--- ABOUT THIS TASK ---
Collect every line below that contains the word "glove".

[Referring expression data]
---*---

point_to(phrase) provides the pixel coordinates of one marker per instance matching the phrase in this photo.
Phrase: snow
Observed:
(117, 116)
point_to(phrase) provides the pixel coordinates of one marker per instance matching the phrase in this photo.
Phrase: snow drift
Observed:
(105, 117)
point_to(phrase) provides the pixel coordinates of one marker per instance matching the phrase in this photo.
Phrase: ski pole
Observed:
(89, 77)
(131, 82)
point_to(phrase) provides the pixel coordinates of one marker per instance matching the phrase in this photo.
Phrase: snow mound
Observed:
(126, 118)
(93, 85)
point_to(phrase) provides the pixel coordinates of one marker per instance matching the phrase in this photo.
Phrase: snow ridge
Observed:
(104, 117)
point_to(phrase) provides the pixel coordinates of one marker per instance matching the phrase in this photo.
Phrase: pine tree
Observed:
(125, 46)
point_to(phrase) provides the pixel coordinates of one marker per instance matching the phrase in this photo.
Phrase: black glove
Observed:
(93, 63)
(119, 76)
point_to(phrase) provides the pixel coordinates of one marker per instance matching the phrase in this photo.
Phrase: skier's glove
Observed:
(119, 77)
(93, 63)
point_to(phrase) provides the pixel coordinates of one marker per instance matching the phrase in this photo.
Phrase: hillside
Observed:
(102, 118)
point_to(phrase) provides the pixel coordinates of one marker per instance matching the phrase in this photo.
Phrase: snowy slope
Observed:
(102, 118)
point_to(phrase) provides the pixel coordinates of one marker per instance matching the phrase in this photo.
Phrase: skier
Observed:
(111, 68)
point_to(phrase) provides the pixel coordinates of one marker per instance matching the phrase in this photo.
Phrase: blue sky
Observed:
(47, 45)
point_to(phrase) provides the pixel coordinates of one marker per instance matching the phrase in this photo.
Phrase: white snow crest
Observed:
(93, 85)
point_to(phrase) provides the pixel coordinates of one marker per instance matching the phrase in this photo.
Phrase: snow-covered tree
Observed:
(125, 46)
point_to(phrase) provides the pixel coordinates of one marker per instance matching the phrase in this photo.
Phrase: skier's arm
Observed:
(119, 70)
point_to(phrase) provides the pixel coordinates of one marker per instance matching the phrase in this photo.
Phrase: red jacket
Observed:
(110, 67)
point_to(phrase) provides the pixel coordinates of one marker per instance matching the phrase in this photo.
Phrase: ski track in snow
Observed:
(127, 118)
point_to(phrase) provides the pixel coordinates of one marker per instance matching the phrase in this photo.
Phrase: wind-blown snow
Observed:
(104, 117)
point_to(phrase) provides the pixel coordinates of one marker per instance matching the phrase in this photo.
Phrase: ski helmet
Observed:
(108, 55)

---*---

--- RESPONSE BELOW ---
Phrase: black glove
Phrase: skier's glove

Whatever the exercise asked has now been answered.